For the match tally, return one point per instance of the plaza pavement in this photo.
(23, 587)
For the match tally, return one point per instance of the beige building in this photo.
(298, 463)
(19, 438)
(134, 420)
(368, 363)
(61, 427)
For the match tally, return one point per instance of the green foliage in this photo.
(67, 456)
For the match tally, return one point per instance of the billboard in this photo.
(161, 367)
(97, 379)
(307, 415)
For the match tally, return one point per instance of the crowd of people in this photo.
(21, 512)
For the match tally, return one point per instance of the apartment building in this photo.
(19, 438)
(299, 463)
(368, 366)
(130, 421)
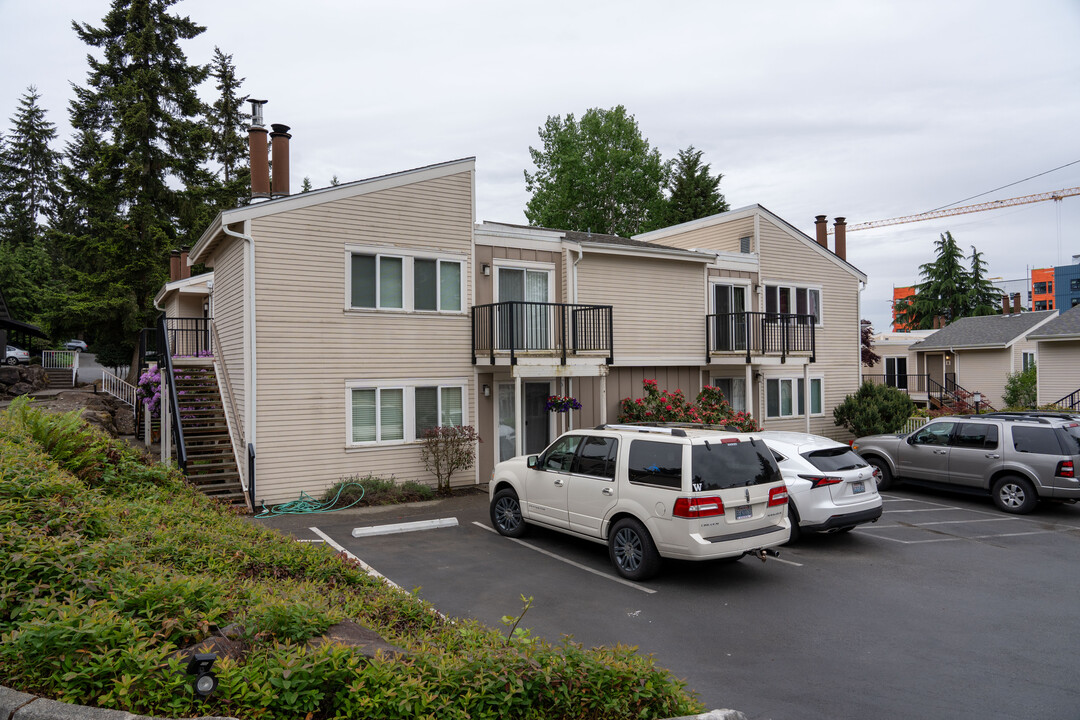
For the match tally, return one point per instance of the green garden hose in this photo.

◇ ◇ ◇ ◇ ◇

WORK TASK => Keep the pictures out of your copy. Copy only the lines from the line that holds "foliage in this photo." through the last line of the listing above, both included.

ANSWER TO THIS TASK =>
For the match tally, return one point per instance of the green foliage in this photo.
(67, 456)
For the match tally, return one point per instance of the billboard in this photo.
(161, 367)
(97, 379)
(307, 415)
For the match tally, return one point per instance of the crowd of people in this photo.
(21, 512)
For the match tally, return one point per instance of the apartment building in this photo.
(19, 438)
(299, 463)
(368, 366)
(130, 421)
For the match tally, return one point per instance of the green garden hose in this photo.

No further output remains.